▶ _AVAILABLE DATA_

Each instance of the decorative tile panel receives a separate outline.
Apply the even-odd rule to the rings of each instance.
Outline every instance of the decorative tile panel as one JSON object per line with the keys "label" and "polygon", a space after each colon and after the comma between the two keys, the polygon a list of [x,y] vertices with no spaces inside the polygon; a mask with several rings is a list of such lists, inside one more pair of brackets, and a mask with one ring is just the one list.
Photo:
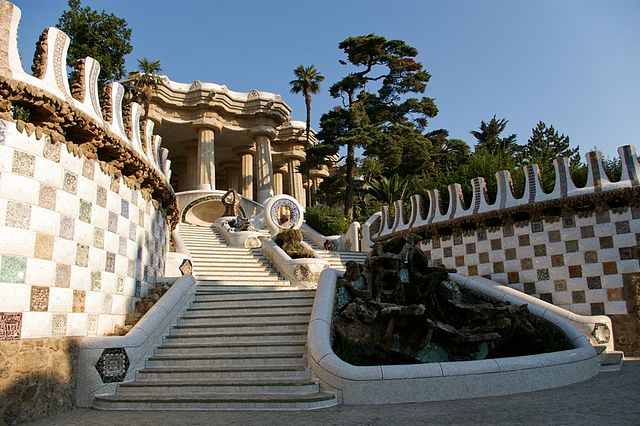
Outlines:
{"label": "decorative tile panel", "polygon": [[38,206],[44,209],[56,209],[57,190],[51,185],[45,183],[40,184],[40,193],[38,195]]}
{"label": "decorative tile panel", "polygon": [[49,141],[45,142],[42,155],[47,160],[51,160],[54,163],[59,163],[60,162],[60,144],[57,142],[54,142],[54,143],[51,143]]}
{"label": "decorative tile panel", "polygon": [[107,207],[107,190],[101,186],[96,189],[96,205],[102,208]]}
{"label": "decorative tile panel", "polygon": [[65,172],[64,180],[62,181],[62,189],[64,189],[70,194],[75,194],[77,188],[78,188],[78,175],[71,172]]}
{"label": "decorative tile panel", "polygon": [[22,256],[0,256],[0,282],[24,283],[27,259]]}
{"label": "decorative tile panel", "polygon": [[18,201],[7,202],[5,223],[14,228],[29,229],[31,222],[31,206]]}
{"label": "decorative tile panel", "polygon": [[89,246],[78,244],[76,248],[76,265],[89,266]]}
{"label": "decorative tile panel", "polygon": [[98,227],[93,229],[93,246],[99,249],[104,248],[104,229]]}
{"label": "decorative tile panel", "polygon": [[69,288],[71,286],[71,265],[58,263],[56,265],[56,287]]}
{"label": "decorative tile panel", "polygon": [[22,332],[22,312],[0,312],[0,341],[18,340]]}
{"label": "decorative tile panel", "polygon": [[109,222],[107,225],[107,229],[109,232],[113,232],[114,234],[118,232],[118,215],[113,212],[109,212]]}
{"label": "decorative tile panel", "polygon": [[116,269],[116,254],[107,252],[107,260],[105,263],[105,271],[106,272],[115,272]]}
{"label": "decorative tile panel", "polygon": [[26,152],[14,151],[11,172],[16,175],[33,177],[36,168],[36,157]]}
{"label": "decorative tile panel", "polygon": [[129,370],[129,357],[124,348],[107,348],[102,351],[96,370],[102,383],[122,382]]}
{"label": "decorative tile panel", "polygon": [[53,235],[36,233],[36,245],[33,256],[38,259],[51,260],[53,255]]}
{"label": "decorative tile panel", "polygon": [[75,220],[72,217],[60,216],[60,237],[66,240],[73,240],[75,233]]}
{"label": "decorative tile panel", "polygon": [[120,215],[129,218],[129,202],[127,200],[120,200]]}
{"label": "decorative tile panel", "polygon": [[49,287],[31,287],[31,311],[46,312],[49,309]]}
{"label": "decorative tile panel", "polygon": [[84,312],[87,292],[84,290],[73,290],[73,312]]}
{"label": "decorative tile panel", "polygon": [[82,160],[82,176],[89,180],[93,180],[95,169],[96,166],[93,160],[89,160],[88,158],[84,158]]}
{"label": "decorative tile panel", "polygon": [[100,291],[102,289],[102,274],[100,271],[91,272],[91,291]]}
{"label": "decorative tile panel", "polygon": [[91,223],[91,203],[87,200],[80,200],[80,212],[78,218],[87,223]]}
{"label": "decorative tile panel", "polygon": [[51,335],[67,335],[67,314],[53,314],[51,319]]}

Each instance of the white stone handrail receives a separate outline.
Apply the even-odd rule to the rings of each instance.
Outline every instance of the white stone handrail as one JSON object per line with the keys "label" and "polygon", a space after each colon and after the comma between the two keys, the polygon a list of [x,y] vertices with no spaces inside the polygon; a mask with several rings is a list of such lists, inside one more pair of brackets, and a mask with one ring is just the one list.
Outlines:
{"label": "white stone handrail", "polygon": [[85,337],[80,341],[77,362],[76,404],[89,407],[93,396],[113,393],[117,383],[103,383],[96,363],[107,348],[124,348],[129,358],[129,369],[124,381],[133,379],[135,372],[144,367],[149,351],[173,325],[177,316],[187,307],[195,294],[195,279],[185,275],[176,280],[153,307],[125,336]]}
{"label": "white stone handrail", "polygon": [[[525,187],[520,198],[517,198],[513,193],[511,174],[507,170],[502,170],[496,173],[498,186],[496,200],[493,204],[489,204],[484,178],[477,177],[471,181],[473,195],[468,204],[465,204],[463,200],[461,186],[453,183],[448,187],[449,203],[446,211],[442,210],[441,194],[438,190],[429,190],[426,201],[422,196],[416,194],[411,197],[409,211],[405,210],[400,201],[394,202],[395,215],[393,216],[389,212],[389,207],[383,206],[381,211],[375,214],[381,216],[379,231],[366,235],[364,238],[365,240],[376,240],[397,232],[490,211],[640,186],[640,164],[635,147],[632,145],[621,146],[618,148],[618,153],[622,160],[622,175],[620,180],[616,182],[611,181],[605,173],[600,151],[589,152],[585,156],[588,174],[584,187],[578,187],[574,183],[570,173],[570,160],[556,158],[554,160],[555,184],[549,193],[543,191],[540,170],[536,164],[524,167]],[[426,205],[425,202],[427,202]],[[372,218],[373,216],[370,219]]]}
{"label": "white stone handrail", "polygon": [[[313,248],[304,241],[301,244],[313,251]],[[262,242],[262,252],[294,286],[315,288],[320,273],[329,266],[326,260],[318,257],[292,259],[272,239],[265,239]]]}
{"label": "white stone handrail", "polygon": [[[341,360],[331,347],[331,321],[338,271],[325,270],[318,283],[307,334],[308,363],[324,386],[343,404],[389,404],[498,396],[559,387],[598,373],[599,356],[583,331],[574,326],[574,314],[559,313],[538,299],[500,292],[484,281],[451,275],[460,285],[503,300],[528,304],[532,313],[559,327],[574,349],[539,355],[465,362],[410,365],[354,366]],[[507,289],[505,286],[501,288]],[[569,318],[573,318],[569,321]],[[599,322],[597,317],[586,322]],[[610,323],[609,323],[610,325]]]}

▶ _YOUR TASK_
Report only how many lines in the entries contain "comma".

▶ _SOLUTION TO THIS EXERCISE_
2